[Work instruction]
Excluding any images, copy all of the lines below precisely as written.

[Information]
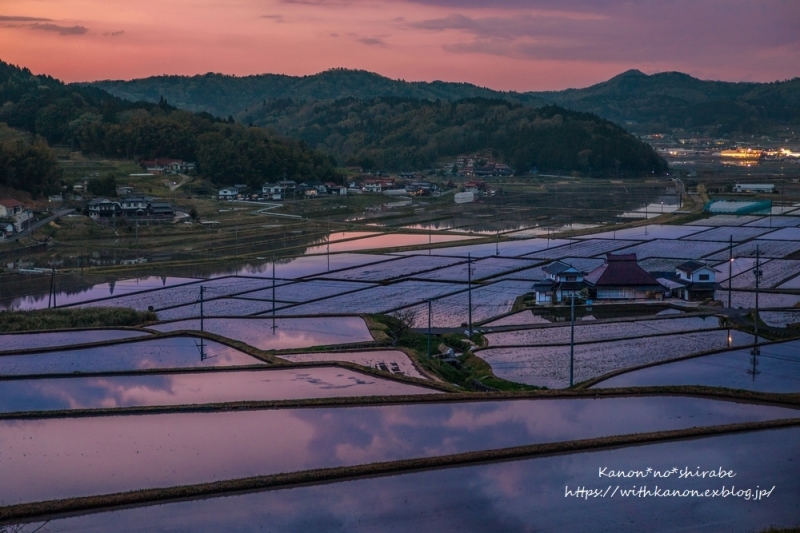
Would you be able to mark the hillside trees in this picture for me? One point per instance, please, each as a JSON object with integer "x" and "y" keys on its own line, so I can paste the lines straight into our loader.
{"x": 29, "y": 166}
{"x": 396, "y": 134}
{"x": 90, "y": 119}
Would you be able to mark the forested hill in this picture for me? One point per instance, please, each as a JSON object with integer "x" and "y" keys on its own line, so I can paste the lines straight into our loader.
{"x": 223, "y": 95}
{"x": 399, "y": 134}
{"x": 654, "y": 103}
{"x": 94, "y": 121}
{"x": 675, "y": 100}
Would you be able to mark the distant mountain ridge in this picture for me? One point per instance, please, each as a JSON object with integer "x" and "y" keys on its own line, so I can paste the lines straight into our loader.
{"x": 224, "y": 95}
{"x": 633, "y": 99}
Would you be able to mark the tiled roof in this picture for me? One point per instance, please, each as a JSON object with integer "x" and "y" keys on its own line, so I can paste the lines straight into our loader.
{"x": 620, "y": 270}
{"x": 692, "y": 266}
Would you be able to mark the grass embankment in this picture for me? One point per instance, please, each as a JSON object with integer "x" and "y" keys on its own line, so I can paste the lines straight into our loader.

[Answer to this exercise]
Would you be able to mark the hillside trees in this picture for me? One point per instance, please, each as a JSON object with integer "x" and "y" keys on its own line, so I can paste the lines straight into our loader.
{"x": 29, "y": 166}
{"x": 396, "y": 134}
{"x": 90, "y": 119}
Would you be able to mark the forested hill in this picture for me? One point per instance, please, each as a JSON object with integer "x" and "y" keys on its own line, so I can paste the lines straight into our loader.
{"x": 223, "y": 95}
{"x": 399, "y": 134}
{"x": 654, "y": 103}
{"x": 94, "y": 121}
{"x": 675, "y": 100}
Would you be able to mark the distant mountain ridge in this picture for me? One point per instance, please, each as a JSON object with integer "x" and "y" keys on its own line, so I can paste the lines straight into our loader.
{"x": 224, "y": 95}
{"x": 633, "y": 99}
Would you be able to mark the tiled roof in this picture for me? One point per instance, please, each as a JSON object with integer "x" and "y" keys on its own line, so I can paste the lines straight into our loader.
{"x": 620, "y": 270}
{"x": 692, "y": 266}
Would you be able to mark the grass embankment in this picture for me? One point per instance, please, each as a JSON object with integer "x" and "y" keys on its own line, so I can paste the lines straight into our loader.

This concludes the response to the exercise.